:: SELECTED EXCERPT ::
____

Data, whether structured or unstructured, is the lifeblood of business and at the heart – or should be at the heart – of every decision your company makes. The term “big data” has become commonplace in not only the tech industry but in common vernacular. Like many tech terms, however, definitions for big data vary, but the common denominator is that it is data that’s available in high volumes delivered at a high velocity, making it difficult to analyze using traditional tools. To put that into a real-world context, think about large volumes of real-time data produced by everything from your car to an off-shore oil rig.
Before you use big data to drive business outcomes you need to understand where it comes from and how to recognize and capture it so you can build an efficient data model. The more organization or structure you can give to your data, the easier it is to record and analyze it. For that reason, structured data – data born to be analyzed – is the backbone of big data.
What is Structured Data?

____

:: TASK LIST ::
1. What is the Spanish translation of this sentence from the passage on big data: "For that reason, structured data – data born to be analyzed – is the backbone of big data."
2. From the passage on big data, extract the text starting with "Data, whether structured" and going on through "off-shore oil rig.".

____

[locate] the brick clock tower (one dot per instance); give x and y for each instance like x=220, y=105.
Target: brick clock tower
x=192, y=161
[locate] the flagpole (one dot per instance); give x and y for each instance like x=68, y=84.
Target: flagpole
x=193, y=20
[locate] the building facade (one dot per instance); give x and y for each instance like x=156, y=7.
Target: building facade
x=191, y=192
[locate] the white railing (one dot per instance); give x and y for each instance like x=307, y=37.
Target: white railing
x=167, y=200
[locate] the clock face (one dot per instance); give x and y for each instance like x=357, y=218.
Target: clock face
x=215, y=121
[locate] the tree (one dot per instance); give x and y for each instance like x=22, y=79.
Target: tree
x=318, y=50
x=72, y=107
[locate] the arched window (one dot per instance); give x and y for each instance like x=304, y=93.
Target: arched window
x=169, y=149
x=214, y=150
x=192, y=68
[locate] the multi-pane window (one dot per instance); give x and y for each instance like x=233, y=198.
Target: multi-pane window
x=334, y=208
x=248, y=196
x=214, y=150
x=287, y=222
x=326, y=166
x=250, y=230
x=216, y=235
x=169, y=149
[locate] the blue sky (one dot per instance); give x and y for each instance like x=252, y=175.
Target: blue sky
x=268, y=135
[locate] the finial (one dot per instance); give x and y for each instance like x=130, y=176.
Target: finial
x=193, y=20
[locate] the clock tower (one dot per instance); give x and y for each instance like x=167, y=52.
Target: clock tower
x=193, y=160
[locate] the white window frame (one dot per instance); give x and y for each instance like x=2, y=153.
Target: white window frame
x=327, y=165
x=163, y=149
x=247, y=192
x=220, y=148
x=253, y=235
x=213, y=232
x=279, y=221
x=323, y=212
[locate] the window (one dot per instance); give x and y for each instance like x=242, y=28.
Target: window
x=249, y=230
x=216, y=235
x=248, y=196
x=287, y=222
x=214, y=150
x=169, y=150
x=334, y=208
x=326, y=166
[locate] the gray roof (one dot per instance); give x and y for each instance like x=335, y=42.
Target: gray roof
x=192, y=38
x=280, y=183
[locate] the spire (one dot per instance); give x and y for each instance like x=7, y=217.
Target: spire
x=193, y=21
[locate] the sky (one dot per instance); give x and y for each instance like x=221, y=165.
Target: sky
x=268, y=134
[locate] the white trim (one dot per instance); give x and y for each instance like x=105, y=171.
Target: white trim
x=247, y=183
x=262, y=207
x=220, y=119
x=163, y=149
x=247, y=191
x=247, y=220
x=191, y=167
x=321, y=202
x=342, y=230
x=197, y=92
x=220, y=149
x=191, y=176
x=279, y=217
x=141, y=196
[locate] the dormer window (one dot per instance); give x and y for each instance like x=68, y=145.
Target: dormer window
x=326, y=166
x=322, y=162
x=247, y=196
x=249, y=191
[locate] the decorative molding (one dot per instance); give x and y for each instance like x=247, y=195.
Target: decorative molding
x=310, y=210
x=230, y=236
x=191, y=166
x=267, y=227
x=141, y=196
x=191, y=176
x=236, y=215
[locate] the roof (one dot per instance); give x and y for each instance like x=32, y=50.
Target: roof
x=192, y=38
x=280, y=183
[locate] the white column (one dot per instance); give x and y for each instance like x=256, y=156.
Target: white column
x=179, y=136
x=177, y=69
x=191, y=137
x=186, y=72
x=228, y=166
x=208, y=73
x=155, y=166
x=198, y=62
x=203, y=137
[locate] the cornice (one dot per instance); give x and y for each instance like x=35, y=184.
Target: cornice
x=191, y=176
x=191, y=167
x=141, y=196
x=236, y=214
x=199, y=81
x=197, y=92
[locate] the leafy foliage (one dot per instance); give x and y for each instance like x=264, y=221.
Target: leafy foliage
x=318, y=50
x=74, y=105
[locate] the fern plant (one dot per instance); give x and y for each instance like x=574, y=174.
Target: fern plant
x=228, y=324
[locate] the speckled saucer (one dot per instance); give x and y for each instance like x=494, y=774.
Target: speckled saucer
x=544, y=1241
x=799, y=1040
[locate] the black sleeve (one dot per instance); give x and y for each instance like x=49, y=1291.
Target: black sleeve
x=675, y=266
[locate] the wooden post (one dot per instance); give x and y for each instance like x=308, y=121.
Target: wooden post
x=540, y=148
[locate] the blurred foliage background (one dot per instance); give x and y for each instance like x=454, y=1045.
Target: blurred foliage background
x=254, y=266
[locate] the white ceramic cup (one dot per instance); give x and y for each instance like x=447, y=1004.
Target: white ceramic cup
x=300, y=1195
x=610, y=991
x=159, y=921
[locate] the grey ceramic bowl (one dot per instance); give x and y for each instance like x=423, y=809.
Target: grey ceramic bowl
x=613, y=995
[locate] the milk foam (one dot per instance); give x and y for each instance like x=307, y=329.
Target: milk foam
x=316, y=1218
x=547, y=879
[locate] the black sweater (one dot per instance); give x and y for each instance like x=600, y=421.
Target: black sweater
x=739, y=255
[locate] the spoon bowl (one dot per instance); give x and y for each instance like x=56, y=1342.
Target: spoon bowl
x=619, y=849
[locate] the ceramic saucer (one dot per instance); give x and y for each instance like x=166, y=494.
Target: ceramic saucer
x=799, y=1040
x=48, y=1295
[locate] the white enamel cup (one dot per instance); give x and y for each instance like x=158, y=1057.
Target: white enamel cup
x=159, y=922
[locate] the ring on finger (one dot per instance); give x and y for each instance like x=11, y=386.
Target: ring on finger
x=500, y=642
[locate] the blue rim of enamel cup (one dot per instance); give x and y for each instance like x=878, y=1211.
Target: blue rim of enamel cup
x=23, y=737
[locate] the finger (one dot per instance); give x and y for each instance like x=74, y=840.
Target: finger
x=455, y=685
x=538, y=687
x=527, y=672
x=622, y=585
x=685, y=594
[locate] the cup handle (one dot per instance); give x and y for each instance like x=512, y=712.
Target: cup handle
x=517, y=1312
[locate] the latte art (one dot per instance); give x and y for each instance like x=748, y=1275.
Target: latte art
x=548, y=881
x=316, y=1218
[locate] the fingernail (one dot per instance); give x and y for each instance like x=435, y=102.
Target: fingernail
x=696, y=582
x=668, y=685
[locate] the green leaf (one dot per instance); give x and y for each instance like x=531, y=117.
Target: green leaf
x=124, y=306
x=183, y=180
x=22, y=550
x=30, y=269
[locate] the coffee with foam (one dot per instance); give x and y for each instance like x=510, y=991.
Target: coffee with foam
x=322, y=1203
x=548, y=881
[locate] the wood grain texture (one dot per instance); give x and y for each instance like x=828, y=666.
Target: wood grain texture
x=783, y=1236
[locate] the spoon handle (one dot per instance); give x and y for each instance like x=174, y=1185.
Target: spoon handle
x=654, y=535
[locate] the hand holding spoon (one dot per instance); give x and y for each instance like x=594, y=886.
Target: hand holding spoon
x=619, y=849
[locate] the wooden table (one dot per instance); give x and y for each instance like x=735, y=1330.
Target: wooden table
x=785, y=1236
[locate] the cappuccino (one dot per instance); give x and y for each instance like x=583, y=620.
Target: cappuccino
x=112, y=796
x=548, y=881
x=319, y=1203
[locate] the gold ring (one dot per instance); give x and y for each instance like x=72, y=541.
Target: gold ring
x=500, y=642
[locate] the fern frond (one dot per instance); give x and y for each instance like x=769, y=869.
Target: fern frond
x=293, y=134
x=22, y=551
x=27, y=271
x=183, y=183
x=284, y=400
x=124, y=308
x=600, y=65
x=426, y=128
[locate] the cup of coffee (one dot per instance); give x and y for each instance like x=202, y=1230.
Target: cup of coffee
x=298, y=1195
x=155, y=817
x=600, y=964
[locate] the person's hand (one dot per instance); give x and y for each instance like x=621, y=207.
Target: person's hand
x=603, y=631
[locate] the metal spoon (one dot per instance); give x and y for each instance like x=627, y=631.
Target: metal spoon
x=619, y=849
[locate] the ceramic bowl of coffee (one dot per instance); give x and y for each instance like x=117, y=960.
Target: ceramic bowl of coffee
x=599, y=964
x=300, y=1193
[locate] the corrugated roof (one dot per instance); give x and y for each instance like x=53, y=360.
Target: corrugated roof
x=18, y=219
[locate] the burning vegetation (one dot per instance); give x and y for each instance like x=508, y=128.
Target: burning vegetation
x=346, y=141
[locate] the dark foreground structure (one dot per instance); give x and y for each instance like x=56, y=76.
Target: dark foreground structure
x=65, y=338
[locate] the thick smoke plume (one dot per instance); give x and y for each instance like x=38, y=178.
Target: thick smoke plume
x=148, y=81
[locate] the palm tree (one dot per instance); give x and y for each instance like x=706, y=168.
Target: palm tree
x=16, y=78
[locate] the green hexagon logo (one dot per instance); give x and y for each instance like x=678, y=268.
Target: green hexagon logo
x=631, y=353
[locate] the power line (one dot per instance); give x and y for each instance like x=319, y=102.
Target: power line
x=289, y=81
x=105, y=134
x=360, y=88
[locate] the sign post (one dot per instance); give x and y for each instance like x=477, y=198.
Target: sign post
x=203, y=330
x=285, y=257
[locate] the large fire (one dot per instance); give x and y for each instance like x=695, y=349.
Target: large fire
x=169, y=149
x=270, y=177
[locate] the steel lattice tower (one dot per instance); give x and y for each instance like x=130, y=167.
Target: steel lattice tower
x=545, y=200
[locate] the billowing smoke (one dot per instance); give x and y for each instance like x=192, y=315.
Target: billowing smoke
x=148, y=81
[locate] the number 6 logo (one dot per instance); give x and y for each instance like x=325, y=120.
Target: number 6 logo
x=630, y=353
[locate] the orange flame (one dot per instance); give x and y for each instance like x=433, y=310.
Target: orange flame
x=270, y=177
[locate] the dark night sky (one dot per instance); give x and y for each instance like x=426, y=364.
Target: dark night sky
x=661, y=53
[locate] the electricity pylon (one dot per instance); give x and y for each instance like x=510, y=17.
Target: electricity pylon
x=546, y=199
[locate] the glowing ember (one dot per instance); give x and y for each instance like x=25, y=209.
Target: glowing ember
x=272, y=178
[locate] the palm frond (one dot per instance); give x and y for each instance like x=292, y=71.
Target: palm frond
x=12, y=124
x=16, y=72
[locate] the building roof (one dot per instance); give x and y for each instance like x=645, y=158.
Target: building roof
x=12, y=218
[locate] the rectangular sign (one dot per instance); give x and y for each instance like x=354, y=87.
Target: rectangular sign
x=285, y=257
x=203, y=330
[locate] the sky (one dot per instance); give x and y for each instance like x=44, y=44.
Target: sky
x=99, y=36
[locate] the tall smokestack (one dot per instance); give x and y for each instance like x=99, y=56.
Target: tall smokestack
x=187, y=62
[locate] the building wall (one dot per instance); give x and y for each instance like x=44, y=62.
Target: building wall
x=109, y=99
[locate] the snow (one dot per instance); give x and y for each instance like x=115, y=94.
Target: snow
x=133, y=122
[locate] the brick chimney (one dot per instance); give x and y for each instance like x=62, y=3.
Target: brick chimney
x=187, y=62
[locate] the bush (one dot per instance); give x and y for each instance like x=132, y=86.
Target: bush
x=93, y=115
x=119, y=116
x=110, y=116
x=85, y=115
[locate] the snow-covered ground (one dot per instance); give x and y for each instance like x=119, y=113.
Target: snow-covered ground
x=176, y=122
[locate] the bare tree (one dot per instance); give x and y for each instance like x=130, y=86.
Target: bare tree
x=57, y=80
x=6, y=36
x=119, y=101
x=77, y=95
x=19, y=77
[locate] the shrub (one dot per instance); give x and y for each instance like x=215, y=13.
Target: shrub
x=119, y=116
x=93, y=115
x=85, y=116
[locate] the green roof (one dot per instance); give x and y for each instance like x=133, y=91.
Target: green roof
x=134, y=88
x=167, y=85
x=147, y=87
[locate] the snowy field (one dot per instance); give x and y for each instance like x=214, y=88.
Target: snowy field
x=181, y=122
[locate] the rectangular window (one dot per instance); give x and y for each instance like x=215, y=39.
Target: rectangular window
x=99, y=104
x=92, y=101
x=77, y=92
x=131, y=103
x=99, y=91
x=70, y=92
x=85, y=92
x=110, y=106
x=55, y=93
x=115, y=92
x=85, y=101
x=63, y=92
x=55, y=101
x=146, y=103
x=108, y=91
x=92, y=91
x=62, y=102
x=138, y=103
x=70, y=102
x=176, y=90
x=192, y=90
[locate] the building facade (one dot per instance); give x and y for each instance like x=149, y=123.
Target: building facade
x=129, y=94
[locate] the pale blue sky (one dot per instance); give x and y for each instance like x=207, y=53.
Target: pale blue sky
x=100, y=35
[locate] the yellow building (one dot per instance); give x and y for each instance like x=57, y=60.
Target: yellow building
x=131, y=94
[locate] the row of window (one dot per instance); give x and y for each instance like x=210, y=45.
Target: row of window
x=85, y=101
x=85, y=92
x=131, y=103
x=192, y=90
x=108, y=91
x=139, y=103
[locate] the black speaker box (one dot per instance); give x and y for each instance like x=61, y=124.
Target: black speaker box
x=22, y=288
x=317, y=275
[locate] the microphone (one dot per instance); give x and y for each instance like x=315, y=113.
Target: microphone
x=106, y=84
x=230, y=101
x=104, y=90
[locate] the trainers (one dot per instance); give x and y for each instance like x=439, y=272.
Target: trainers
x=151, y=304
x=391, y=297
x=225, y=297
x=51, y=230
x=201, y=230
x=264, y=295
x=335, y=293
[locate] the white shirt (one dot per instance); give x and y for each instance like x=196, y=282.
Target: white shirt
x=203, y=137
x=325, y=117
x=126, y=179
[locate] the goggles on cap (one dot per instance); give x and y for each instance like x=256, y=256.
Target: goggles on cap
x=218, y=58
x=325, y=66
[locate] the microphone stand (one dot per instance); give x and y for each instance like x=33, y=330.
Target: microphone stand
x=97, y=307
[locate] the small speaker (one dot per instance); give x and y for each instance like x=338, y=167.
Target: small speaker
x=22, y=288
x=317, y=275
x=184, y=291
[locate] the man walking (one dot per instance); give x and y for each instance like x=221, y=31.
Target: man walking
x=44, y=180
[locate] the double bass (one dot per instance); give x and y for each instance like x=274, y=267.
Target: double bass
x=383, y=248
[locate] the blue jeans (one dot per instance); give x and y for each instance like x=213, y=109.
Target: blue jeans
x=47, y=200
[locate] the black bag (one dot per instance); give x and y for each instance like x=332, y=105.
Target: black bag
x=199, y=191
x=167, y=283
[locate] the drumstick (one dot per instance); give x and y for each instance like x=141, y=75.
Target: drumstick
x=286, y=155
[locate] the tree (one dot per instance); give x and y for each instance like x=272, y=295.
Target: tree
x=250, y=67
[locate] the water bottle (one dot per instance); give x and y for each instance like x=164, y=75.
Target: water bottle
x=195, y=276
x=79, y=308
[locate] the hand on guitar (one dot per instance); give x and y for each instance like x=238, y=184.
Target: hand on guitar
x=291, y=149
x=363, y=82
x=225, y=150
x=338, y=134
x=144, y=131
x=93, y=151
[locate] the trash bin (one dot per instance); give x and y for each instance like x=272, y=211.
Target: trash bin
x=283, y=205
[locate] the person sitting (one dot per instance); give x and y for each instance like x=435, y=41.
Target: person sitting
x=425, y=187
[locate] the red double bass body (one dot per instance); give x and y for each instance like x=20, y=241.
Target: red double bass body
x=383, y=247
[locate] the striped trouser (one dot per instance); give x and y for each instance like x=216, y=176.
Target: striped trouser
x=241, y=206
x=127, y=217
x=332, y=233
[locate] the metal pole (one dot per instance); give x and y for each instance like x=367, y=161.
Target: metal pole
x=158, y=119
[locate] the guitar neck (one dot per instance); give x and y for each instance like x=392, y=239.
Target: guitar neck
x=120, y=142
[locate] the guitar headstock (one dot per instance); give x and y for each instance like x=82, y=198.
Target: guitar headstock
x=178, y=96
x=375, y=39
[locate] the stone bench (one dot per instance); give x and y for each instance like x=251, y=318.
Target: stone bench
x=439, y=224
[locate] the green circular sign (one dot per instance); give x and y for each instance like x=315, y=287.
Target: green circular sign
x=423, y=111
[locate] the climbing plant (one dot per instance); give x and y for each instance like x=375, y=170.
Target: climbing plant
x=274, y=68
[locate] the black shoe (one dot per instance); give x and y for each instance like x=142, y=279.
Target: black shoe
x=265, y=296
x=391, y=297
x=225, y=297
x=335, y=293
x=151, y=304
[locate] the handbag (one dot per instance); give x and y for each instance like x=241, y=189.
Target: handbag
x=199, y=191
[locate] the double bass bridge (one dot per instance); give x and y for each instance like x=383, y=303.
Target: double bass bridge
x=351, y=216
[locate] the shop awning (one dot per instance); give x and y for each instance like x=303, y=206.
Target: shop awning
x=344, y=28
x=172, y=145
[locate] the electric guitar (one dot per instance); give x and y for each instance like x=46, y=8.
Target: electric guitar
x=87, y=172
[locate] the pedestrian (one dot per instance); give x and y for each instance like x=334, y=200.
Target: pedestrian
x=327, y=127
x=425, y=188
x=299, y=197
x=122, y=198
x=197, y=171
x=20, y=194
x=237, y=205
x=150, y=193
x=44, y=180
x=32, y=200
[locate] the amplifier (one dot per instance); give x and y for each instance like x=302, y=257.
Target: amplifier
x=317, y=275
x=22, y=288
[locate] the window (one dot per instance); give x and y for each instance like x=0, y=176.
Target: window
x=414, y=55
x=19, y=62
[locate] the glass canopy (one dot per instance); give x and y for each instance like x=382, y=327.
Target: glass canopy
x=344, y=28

____

:: REPLIES ::
1. Por esa razón, los datos estructurados —datos nacidos para ser analizados— son la columna vertebral del big data.

2.
Data, whether structured or unstructured, is the lifeblood of business and at the heart – or should be at the heart – of every decision your company makes. The term “big data” has become commonplace in not only the tech industry but in common vernacular. Like many tech terms, however, definitions for big data vary, but the common denominator is that it is data that’s available in high volumes delivered at a high velocity, making it difficult to analyze using traditional tools. To put that into a real-world context, think about large volumes of real-time data produced by everything from your car to an off-shore oil rig.